• [Extracted information]:

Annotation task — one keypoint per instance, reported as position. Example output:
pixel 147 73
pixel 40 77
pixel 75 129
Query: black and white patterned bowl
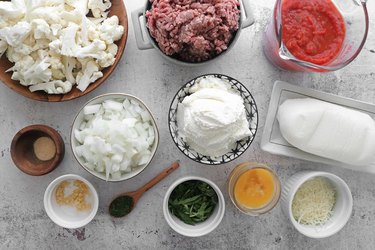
pixel 241 146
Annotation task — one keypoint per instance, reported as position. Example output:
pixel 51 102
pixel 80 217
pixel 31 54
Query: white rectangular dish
pixel 272 140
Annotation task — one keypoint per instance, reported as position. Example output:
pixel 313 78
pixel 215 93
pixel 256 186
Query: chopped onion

• [Given request]:
Reproduce the lines above verbatim, omitting the pictures.

• [Task answer]:
Annotation task — one keypoint per instance, reported as position. Example output:
pixel 147 73
pixel 40 77
pixel 75 129
Query: black and white patterned bowl
pixel 241 146
Annotation task — one keypoint per instance, reported as position. Example output:
pixel 51 102
pixel 80 217
pixel 31 54
Query: white rectangular dish
pixel 272 140
Annotation task — one keypoint per instance, reported as position. Example output:
pixel 313 78
pixel 215 93
pixel 256 186
Query: chopped onion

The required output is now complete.